• _Passage given_:
+++
You recorded 60 HOURS of British TV to watch...u mad bro? There hasn't been 60 hours worth of British TV worth watching since they got rid of the test-card


----------



## Pyan (Jan 7, 2014)

Gramm838 said:


> You recorded 60 HOURS of British TV to watch...u mad bro? There hasn't been 60 hours worth of British TV worth watching since they got rid of the test-card



Heh...

To be fair, a lot of it consisted of films that I didn't think I'd be able to stay awake until 3am to finish. Oh, and _CSI_s. And _New Tricks_. And _Jonathan Creek_s...


----------



## Ursa major (Jan 7, 2014)

At least in the case of the various CSIs, there's a more than good chance that you'll be able to catch them again, and again...








...and again.


----------



## jastius (Jan 8, 2014)

i was going ro suggest running over the exterior phone line with the lawnmower.. they are responsible for exterior work.  then when it still didn't work inside they do come in and fix more things... 
you have much more patience then i do ursa. i would have been at it with the lawnmower back in october...


----------



## Ursa major (Jan 8, 2014)

I'm not sure running a lawnmower over slabs (which sit on enough concrete and foundation to easily bear the weight of a car) would have much effect on the line, which pops out of the gtound (and the concrete) right next to the house. The problem was with the line which led from there, across the front of the house (pinned to the wall, about six inches above the ground), then in through a hole into the lounge (living room). Some of the insulation on that line had perished and was letting water in when the wind blew hard and it was raining (which has been the case for the last few weeks).


----------
+++
• _Goal_:
Copy out the part of the forum thread that begins with the words containing "i was going" and ends with "fix more things...".

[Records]
+++
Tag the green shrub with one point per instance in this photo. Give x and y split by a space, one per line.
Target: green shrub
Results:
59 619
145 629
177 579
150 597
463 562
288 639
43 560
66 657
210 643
+++
• _Task output_:
i was going ro suggest running over the exterior phone line with the lawnmower.. they are responsible for exterior work.  then when it still didn't work inside they do come in and fix more things...